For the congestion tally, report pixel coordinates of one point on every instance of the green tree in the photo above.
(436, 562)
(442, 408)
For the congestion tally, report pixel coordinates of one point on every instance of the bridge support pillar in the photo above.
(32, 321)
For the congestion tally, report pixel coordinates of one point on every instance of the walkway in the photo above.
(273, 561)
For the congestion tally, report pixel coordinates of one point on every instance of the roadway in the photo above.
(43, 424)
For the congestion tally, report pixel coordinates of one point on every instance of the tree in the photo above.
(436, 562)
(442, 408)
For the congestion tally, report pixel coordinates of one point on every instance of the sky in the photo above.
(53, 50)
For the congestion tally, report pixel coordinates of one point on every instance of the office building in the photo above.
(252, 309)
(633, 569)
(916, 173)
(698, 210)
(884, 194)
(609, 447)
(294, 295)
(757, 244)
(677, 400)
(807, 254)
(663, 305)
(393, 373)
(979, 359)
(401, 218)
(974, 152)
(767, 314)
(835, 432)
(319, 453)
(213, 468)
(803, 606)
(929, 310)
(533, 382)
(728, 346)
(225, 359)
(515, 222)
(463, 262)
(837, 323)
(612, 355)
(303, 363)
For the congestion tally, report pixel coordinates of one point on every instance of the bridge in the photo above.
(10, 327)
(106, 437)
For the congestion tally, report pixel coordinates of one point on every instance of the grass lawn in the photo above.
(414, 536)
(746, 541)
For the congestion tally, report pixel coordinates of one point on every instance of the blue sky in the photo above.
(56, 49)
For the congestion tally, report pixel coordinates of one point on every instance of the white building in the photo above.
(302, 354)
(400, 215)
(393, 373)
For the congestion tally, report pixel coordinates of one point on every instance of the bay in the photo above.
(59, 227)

REQUIRED WORK
Each line of the material above must be retyped exactly as written.

SOLUTION TO THE PROBLEM
For the congestion tally, report pixel coordinates of one point on every instance of the green tree in the photo above.
(436, 562)
(442, 408)
For the congestion tally, report pixel coordinates of one point on every instance of the bridge support pillar in the photo above.
(32, 321)
For the congestion tally, report pixel coordinates of one point on every instance of the walkway in the photo above.
(273, 561)
For the congestion tally, report pixel coordinates of one point on every instance of the roadway in the photo above.
(43, 424)
For the congestion tally, report pixel coordinates of one point on every instance of the tree in the photo above.
(436, 562)
(442, 408)
For the congestion tally, report pixel coordinates of one point on every instance of the sky in the photo above.
(53, 50)
For the congestion tally, report pixel coordinates of one point on every instance of the office building in the photo above.
(252, 309)
(633, 569)
(916, 173)
(698, 210)
(884, 194)
(609, 447)
(294, 295)
(757, 244)
(677, 400)
(807, 254)
(663, 305)
(393, 373)
(979, 359)
(401, 218)
(974, 152)
(767, 314)
(835, 432)
(319, 453)
(213, 468)
(803, 606)
(929, 310)
(533, 382)
(728, 346)
(225, 359)
(515, 222)
(463, 262)
(837, 323)
(612, 355)
(303, 363)
For the congestion tally, report pixel coordinates of one point on every instance of the bridge in the photo above.
(10, 327)
(106, 437)
For the congestion tally, report pixel coordinates of one point on every instance of the grass lawn in the photo above.
(414, 536)
(746, 541)
For the congestion tally, report pixel coordinates of one point on every instance of the blue sky in the photo above.
(56, 49)
For the congestion tally, report pixel coordinates of one point on every instance of the white building in the photo above.
(302, 354)
(400, 215)
(393, 373)
For the congestion tally, report pixel coordinates of one point on every instance of the bay in the photo above.
(59, 227)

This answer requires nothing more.